== Excerpted text ==

Cepheid variable stars are supergiants with luminosities 500-30,000 times greater than that of the Sun, although their surface temperatures are similar to the Sun's temperature. They undergo regular radial pulsations (i.e., the star expands and contracts), with periods mainly in the range 1-50 days, and can be distinguished at great distances. More than 400 Cepheids are known in the Galaxy and about 1000 Cepheids have been found in each of the two nearest galaxies, the Magellanic Clouds, as well as substantial numbers in other nearby galaxies. The close relationship between period and luminosity which was found by Henrietta S. Leavitt in 1912 has given Cepheids a unique role in establishing the distances of the nearer galaxies and hence the distance scale of the universe.

The regularity of the light curve of a Cepheid variable star is matched by that of the radial-velocity curve, which is almost a mirror image of the light curve with minimum radial velocity (i.e., maximum velocity of approach) at light maximum. The light amplitude is typically between 0.5 and 2 magnitudes in visual light and the velocity amplitude usually lies in the range 30-60 km s-1. The first Cepheid velocity curves were measured toward the end of the nineteenth century and were interpreted as the results of orbital motion. It was only after orbits had been computed for a substantial number of Cepheids that it was realized that these orbits were physically implausible.

The pulsation hypothesis gained increasing acceptance after 1910, especially because the surface temperature changes over the cycle. Sir Arthur Eddington's theoretical work from 1917 onwards showed that Cepheids are single stars that undergo radial pulsations because they function as a heat engine. Later work by S.A. Zhevakin, J.P. Cox, Robert F. Christy, and others has provided a deeper understanding of the mechanism. Energy is stored in the form of the second ionization of helium during the compression stage of the cycle and then released as the helium recombines during the expansion stage. The restriction of Cepheid pulsations to stars in a limited temperature range follows from the requirement that the second helium ionization zone lies near the transition from the nearly adiabatic interior, where any driving is almost canceled by an equal amount of damping, to the nonadiabatic exterior where the thin outer layers lack the heat capacity to modulate the outward flow of radiation. The pulsation is a property of the stellar envelope and is independent of the nuclear-energy-generating core.

===
== Excerpted data ==

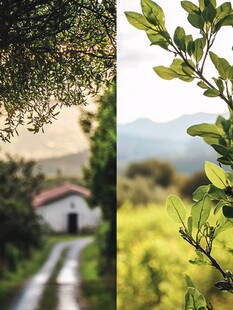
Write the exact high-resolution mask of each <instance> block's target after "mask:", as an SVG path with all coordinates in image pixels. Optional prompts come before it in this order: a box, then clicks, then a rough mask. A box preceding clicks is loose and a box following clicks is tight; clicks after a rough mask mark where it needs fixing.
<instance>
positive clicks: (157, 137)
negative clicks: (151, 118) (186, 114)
mask: <svg viewBox="0 0 233 310" xmlns="http://www.w3.org/2000/svg"><path fill="white" fill-rule="evenodd" d="M217 116H218V115H215V114H207V113H197V114H194V115H184V116H181V117H179V118H177V119H175V120H173V121H170V122H166V123H158V122H153V121H151V120H149V119H145V118H143V119H138V120H136V121H134V122H131V123H128V124H118V128H117V133H118V139H117V141H118V142H117V152H118V154H117V158H118V172H119V173H121V172H122V171H123V170H124V168H125V167H126V165H127V164H129V163H130V162H132V161H141V160H145V159H149V158H153V157H155V158H158V159H161V160H165V161H169V162H171V163H172V164H173V165H174V167H175V168H176V169H177V170H178V171H179V172H182V173H185V174H190V173H193V172H195V171H197V170H201V169H203V166H204V162H205V160H209V161H213V162H215V161H216V154H215V152H214V150H212V148H211V147H210V146H208V145H207V144H205V143H204V142H203V140H202V139H201V138H199V137H195V138H193V137H190V136H189V135H188V134H187V133H186V131H187V128H188V127H190V126H192V125H194V124H198V123H203V122H206V123H215V121H216V118H217Z"/></svg>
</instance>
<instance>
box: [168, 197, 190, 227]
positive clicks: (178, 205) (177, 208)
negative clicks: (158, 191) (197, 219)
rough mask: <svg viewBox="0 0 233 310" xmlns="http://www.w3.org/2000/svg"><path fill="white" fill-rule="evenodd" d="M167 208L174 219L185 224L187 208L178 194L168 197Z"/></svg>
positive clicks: (172, 218) (174, 219) (169, 214)
mask: <svg viewBox="0 0 233 310" xmlns="http://www.w3.org/2000/svg"><path fill="white" fill-rule="evenodd" d="M166 208H167V213H168V215H169V216H170V218H171V219H172V220H173V221H175V222H177V223H182V224H184V221H185V218H186V210H185V206H184V204H183V202H182V201H181V199H180V198H179V197H177V196H176V195H169V196H168V198H167V203H166Z"/></svg>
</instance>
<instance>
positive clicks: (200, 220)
mask: <svg viewBox="0 0 233 310" xmlns="http://www.w3.org/2000/svg"><path fill="white" fill-rule="evenodd" d="M210 209H211V200H210V197H209V196H208V195H205V196H204V198H203V199H202V200H200V201H198V202H197V203H196V204H194V205H193V206H192V209H191V215H192V218H193V226H195V227H197V228H198V229H200V228H201V226H202V225H203V224H204V223H205V222H206V221H207V220H208V218H209V215H210Z"/></svg>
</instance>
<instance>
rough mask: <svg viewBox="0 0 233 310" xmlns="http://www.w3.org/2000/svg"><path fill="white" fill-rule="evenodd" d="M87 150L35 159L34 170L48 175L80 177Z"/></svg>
mask: <svg viewBox="0 0 233 310" xmlns="http://www.w3.org/2000/svg"><path fill="white" fill-rule="evenodd" d="M89 157H90V152H89V151H83V152H79V153H76V154H71V155H65V156H60V157H55V158H47V159H41V160H37V163H36V167H35V168H36V171H40V172H43V173H44V174H45V175H46V176H48V177H55V176H65V177H78V178H80V179H81V178H82V174H83V168H84V167H85V166H87V165H88V162H89Z"/></svg>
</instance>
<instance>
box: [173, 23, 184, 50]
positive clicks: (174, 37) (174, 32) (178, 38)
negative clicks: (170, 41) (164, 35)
mask: <svg viewBox="0 0 233 310" xmlns="http://www.w3.org/2000/svg"><path fill="white" fill-rule="evenodd" d="M173 39H174V42H175V44H176V45H177V47H178V48H179V49H180V50H182V51H184V52H185V51H186V45H185V31H184V28H182V27H177V28H176V30H175V32H174V37H173Z"/></svg>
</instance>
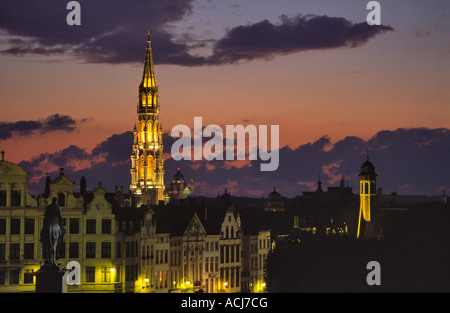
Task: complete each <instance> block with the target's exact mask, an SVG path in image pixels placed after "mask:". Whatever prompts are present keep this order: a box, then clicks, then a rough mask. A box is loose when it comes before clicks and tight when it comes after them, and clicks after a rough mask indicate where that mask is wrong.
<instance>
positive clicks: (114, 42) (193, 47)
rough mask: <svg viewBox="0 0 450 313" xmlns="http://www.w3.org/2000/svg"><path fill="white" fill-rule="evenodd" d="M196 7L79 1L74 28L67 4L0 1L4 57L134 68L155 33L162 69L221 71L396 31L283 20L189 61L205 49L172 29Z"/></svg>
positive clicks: (152, 2) (155, 54) (216, 44)
mask: <svg viewBox="0 0 450 313" xmlns="http://www.w3.org/2000/svg"><path fill="white" fill-rule="evenodd" d="M192 2H193V0H158V1H146V2H142V1H138V0H131V1H130V0H108V1H87V0H79V3H80V5H81V26H69V25H67V23H66V16H67V14H68V13H69V11H68V10H67V9H66V2H64V1H62V2H61V1H58V2H55V1H53V0H40V1H39V4H37V3H36V2H35V1H33V0H23V1H15V0H5V1H1V2H0V29H1V30H4V31H5V32H6V37H5V38H6V39H5V40H4V43H5V45H6V48H5V49H4V50H2V51H1V53H3V54H10V55H18V56H21V55H27V54H38V55H61V54H67V55H72V56H75V57H77V58H78V59H80V60H82V61H85V62H89V63H111V64H116V63H134V62H142V60H143V58H144V52H143V42H144V40H145V36H146V32H147V30H148V29H149V28H151V30H152V42H153V43H154V46H155V47H158V48H157V49H154V60H155V63H158V64H178V65H185V66H200V65H221V64H228V63H234V62H237V61H240V60H243V61H248V60H253V59H267V58H271V57H273V56H276V55H283V54H289V53H295V52H298V51H304V50H309V49H329V48H337V47H355V46H359V45H362V44H364V43H366V42H367V41H368V40H370V39H372V38H373V37H374V36H376V35H378V34H381V33H384V32H386V31H390V30H392V28H391V27H388V26H369V25H368V24H367V23H366V22H363V23H357V24H353V23H351V22H349V21H348V20H346V19H344V18H339V17H327V16H312V15H308V16H302V15H298V16H295V17H293V18H288V17H286V16H282V17H280V23H278V24H272V23H270V22H269V21H267V20H264V21H261V22H258V23H255V24H252V25H246V26H237V27H234V28H232V29H230V30H228V32H227V34H226V36H225V37H224V38H221V39H218V40H213V39H211V40H209V42H212V43H213V53H212V54H211V55H210V56H207V57H204V56H198V55H192V54H190V51H191V49H192V48H195V47H199V46H202V45H204V43H201V42H197V41H196V40H195V38H192V36H190V35H185V36H181V37H179V38H176V37H175V35H174V34H172V33H170V25H171V23H173V22H176V21H180V20H181V19H183V18H186V17H187V16H189V15H190V14H191V13H192V11H193V7H192Z"/></svg>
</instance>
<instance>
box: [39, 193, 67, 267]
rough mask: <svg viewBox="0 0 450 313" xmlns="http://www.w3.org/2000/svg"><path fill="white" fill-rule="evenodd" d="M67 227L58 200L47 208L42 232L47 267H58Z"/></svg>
mask: <svg viewBox="0 0 450 313" xmlns="http://www.w3.org/2000/svg"><path fill="white" fill-rule="evenodd" d="M65 232H66V227H65V226H64V223H63V218H62V212H61V208H60V207H59V206H58V205H57V204H56V198H53V199H52V203H51V204H50V205H48V206H47V207H46V208H45V212H44V223H43V226H42V230H41V239H40V241H41V243H42V248H43V257H44V259H45V264H44V265H46V266H51V267H58V268H59V266H60V264H58V263H57V262H56V260H57V259H59V257H60V256H61V253H60V249H61V248H62V243H63V242H64V234H65Z"/></svg>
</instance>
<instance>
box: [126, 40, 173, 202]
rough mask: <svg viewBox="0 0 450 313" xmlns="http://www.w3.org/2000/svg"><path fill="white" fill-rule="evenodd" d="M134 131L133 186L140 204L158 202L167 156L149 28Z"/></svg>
mask: <svg viewBox="0 0 450 313" xmlns="http://www.w3.org/2000/svg"><path fill="white" fill-rule="evenodd" d="M133 134H134V142H133V149H132V154H131V171H130V172H131V184H130V190H131V192H133V194H134V195H136V196H138V197H137V198H138V199H137V205H138V206H140V205H142V204H158V202H159V201H160V200H163V196H164V189H165V187H164V157H163V144H162V127H161V125H160V122H159V102H158V86H157V85H156V80H155V72H154V68H153V58H152V48H151V41H150V31H149V32H148V38H147V48H146V53H145V62H144V72H143V74H142V81H141V84H140V85H139V101H138V106H137V122H136V124H135V127H134V130H133ZM139 187H140V189H141V190H139Z"/></svg>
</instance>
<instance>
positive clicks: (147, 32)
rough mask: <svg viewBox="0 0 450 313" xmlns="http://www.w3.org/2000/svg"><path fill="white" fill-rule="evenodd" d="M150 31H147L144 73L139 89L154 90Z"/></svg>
mask: <svg viewBox="0 0 450 313" xmlns="http://www.w3.org/2000/svg"><path fill="white" fill-rule="evenodd" d="M150 37H151V31H150V30H148V31H147V49H146V51H145V63H144V73H143V74H142V82H141V86H140V87H141V88H155V87H156V82H155V71H154V69H153V57H152V45H151V39H150Z"/></svg>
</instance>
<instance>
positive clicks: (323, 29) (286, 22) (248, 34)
mask: <svg viewBox="0 0 450 313" xmlns="http://www.w3.org/2000/svg"><path fill="white" fill-rule="evenodd" d="M280 20H281V23H280V24H272V23H270V22H269V21H268V20H264V21H262V22H259V23H256V24H252V25H246V26H238V27H235V28H232V29H231V30H229V31H228V33H227V35H226V36H225V37H224V38H222V39H220V40H219V41H217V42H216V44H215V46H214V55H213V56H212V59H213V60H214V62H219V63H234V62H236V61H239V60H253V59H267V58H271V57H273V56H275V55H283V54H290V53H294V52H298V51H305V50H311V49H330V48H338V47H357V46H360V45H362V44H364V43H366V42H367V41H368V40H370V39H372V38H373V37H375V36H376V35H378V34H381V33H384V32H386V31H391V30H393V29H392V27H389V26H381V25H380V26H369V25H368V24H367V23H366V22H363V23H357V24H353V23H351V22H350V21H348V20H346V19H344V18H341V17H328V16H313V15H307V16H302V15H297V16H295V17H293V18H288V17H287V16H281V17H280Z"/></svg>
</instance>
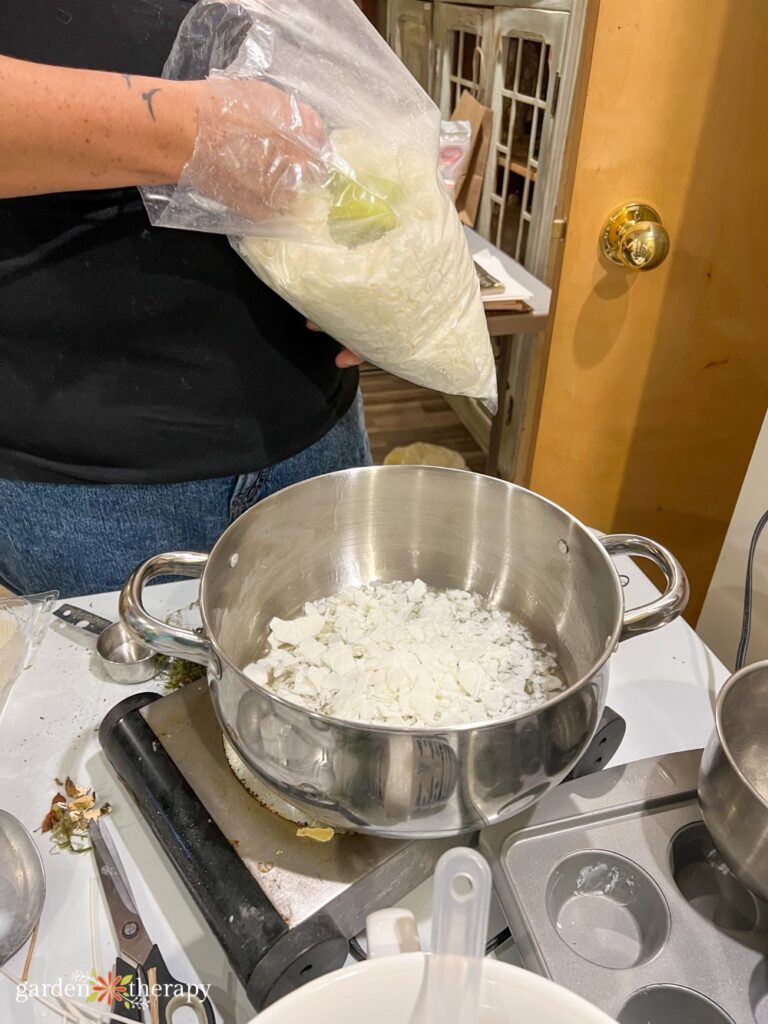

===

Extend the passage on Cepheid variable stars, picking up after its final sentence.

Answer space =>
CLASSICAL AND TYPE II CEPHEIDS

Classical Cepheids are comparatively young stars with masses of several times the solar mass. This follows from their strong concentration toward the plane of the Milky Way and their low space velocities. Their presence in star clusters allows their ages to be estimated as up to about 108 yr. Observations of the Cepheids in the Magellanic Clouds show that the classical Cepheids are confined to a narrow strip in the period-luminosity diagram, whereas the less common Type II Cepheids are fainter than them at a given period. The presence of Type II Cepheids in globular clusters and in the galactic halo population allows their age to be estimated as up to 15 x 109 yr, so that they must be much less massive than the classical Cepheids. The Type II Cepheids can also be distinguished from the classical Cepheids by the shape of the light curves and by spectroscopic peculiarities.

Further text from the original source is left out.